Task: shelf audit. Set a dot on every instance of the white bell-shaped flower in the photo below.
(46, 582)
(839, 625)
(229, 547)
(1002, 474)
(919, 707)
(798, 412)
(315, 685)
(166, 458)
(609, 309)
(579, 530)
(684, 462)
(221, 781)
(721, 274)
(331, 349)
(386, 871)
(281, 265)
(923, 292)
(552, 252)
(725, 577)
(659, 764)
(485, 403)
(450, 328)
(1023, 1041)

What is needed
Return all of the entries exactly as written.

Written solution
Task: shelf audit. Set a dot on every instance of the white bell-shaped flower in the photo below.
(46, 582)
(839, 625)
(229, 547)
(1002, 474)
(919, 707)
(798, 412)
(315, 685)
(166, 458)
(609, 309)
(579, 530)
(684, 462)
(221, 781)
(721, 274)
(331, 349)
(386, 871)
(281, 265)
(923, 292)
(552, 252)
(725, 577)
(659, 764)
(485, 403)
(450, 328)
(1023, 1041)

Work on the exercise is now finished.